Exercises to complete ->
(1) Name every pillar listed in the table of the AML/CFT text below.
(2) Duplicate the AML/CFT text below from "AML/CFT is the" up to and including "detection logic differs.".
(3) Go on with the AML/CFT text below, starting right after its final sentence.

AML/CFT is the discipline of detecting and reporting the movement of criminal and terrorist funds through the financial system. It is risk-based, never perfect, and intensely jurisdictional. Here is the FATF baseline, how monitoring and reporting actually work, and where South Africa now stands after its October 2025 greylist exit.
You are not graded on a perfect record. You are graded on whether your programme is risk-based, documented, and actually operated.
AML (anti-money-laundering) targets making criminal proceeds appear legitimate — the classic placement → layering → integration cycle. CFT (counter-financing of terrorism) targets funding terrorism, where the money may be perfectly clean in origin but illicit in destination — which is why detection logic differs.
The global standard-setter is the Financial Action Task Force (FATF). FATF makes no law itself; it issues 40 Recommendations that member jurisdictions transpose into national legislation and then get assessed against. Your direct obligations come from your national regime — in South Africa the FIC Act; in the EU the AML directives / the new AML Regulation and AMLA.
The honest framing: AML/CFT is a reasonable-effort, risk-based reporting regime. Regulators do not expect you to catch every launderer. They expect a defensible, documented, risk-calibrated programme — and they penalise the absence of one far more than they penalise a single transaction that slipped through.
Most regimes require a named, accountable compliance officer (in SA, the AML Compliance Officer / MLRO equivalent) with real authority and board reporting lines. Token appointments are a classic enforcement target.
| Pillar | What it means |
|---|---|
| Risk-based approach (RBA) | Assess and document the ML/TF risk of your products, customers, channels and geographies; apply controls proportionate to that risk. |
| CDD / KYC | Know who your customer is, verify it, and understand the purpose of the relationship. EDD for higher-risk cases. See the KYC/CDD leaf. |
| Sanctions screening | Screen customers and transactions against sanctions and watch lists. See the sanctions leaf. |
| Transaction monitoring | Detect unusual or suspicious activity across the relationship on an ongoing basis. |
| Reporting | File SARs/STRs and threshold reports (e.g. cash) to the national Financial Intelligence Unit. |
| Governance & training | A named compliance officer, board oversight, independent audit, record-keeping, and staff training. |
// the monitoring-to-report pipeline activity → rules / models → ALERT | analyst investigation / \ clear (document) escalate | file SAR/STR to the FIU // + tipping-off ban
Transaction monitoring runs rules and (increasingly) models over activity to flag anomalies — structuring/smurfing (breaking sums below thresholds), rapid in-out movement, mismatch with the customer’s profile, high-risk corridors, mule-account patterns. Flags become alerts, which analysts investigate and either clear or escalate.

Given data ->

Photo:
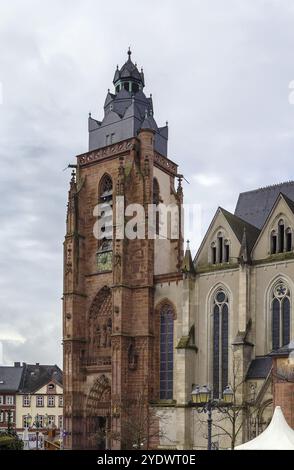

Results by task ->
(1)
Risk-based approach (RBA)
CDD / KYC
Sanctions screening
Transaction monitoring
Reporting
Governance & training

(2)
AML/CFT is the discipline of detecting and reporting the movement of criminal and terrorist funds through the financial system. It is risk-based, never perfect, and intensely jurisdictional. Here is the FATF baseline, how monitoring and reporting actually work, and where South Africa now stands after its October 2025 greylist exit.
You are not graded on a perfect record. You are graded on whether your programme is risk-based, documented, and actually operated.
AML (anti-money-laundering) targets making criminal proceeds appear legitimate — the classic placement → layering → integration cycle. CFT (counter-financing of terrorism) targets funding terrorism, where the money may be perfectly clean in origin but illicit in destination — which is why detection logic differs.

(3)
The single most common enforcement finding. A monitoring system that generates more alerts than the team can work creates a documented record of suspicions you never investigated. Tune for workable volumes, then resource them.
Filing SARs on everything to "be safe" degrades the FIU’s signal and is itself a finding — it shows your monitoring cannot distinguish risk. Quality of suspicion beats quantity.
A risk assessment that never changes your controls is theatre. Regulators check that your stated high-risk segments actually receive EDD and tighter monitoring in practice.
Launderers adapt; static thresholds from three years ago miss current typologies and drown analysts in noise. Above/below-the-line testing and model validation are expected, not optional.
In bank-fintech (BaaS) arrangements, ambiguity over who owns monitoring is where money actually moves. Several large enforcement actions have turned on exactly this seam.
South Africa’s AML/CFT regime is the Financial Intelligence Centre Act (FIC Act), administered by the Financial Intelligence Centre (FIC), with the SARB and other supervisors overseeing their sectors. Obliged entities are "accountable institutions" listed in Schedule 1 — banks, PSPs, certain fintechs, attorneys, estate agents, crypto asset service providers, and more.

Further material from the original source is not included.